--- Extracted text ---

Many of those birds in the top 40 decliners, he continued, should absolutely signal concern. But, he said, “that’s not apocalyptic. It’s saying that, you know, between 5 and 10 percent of our avifauna is in serious trouble,” he added. “That’s a serious message. It’s maybe not quite ‘Decline of the North American Avifauna.’”

A slightly different framing of the exact same data, Arnold continued, could have yielded an accurate, more nuanced story — but then it also would have been less likely to earn a place in what is arguably the world’s most prominent science journal, and all the predictable publicity that came with it. “I’m pretty sure if I tried with the same analysis, and focused on the fact that I could do a really cool and sophisticated analysis based on 500-plus species, that would never get past the editor’s eye,” he said. “It would have ended up somewhere. But certainly not in Science.”


When they set out to publish a paper, researchers have to balance competing demands. Along with the desire to publish good science, they are often vying for a coveted slot in a top journal. And when placing a paper in a top journal, such as Nature or Science, some scientists have complained, it helps to have a paper that will garner media attention. It also tends to come with some space limitations, McGill suggested. “They were in a Science magazine format, which gives you about three pages, and so not a lot of room to get into nuance,” he said of the Cornell researchers. “And I think they did acknowledge and raise several of the issues that I raised.

---

- Challenges:
a: According to the bird decline passage, what share of North American avifauna is in serious trouble?
b: Reproduce the bird decline passage word for word, beginning at the words "When they set" and stopping after the words "that I raised.".

--- Extracted records ---

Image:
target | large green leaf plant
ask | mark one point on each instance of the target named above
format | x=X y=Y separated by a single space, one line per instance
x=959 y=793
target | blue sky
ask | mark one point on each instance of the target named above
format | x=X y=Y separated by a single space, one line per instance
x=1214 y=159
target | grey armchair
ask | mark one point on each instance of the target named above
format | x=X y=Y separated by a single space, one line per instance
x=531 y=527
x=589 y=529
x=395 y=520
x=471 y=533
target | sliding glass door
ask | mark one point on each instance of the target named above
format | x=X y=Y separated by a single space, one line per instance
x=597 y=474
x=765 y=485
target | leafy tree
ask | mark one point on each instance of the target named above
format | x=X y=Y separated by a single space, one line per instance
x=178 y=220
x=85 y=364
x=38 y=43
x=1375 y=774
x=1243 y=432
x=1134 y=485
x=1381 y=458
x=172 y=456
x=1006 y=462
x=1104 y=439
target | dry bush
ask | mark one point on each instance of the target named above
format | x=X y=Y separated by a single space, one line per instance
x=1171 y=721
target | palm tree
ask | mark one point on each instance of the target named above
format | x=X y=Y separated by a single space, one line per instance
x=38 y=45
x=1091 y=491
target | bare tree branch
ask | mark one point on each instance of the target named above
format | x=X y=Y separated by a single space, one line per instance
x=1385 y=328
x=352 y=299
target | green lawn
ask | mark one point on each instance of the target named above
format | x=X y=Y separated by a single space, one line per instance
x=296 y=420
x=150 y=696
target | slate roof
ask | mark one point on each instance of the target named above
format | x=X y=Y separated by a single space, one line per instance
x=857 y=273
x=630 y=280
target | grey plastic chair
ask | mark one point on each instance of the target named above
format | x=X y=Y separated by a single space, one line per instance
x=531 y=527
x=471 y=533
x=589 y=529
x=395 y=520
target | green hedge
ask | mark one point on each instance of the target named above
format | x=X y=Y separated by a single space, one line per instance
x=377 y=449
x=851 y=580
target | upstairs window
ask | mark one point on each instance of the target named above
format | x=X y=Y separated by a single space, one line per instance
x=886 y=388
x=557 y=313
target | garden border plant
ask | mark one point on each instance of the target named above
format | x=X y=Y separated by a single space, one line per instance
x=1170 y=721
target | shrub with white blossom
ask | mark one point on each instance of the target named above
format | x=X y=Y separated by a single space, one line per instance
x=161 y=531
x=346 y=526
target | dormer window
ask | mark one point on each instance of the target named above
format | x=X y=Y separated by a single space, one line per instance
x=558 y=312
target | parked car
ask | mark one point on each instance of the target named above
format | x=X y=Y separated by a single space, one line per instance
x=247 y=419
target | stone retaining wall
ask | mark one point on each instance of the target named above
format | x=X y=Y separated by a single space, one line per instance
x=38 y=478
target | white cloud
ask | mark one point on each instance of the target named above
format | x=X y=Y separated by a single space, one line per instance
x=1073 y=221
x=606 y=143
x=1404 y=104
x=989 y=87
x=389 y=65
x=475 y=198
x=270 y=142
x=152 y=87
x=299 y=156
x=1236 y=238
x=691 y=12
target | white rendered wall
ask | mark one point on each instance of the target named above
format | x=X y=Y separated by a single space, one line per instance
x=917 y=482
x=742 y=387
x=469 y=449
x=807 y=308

---

- Outputs in order:
a: Between 5 and 10 percent.

b:
When they set out to publish a paper, researchers have to balance competing demands. Along with the desire to publish good science, they are often vying for a coveted slot in a top journal. And when placing a paper in a top journal, such as Nature or Science, some scientists have complained, it helps to have a paper that will garner media attention. It also tends to come with some space limitations, McGill suggested. “They were in a Science magazine format, which gives you about three pages, and so not a lot of room to get into nuance,” he said of the Cornell researchers. “And I think they did acknowledge and raise several of the issues that I raised.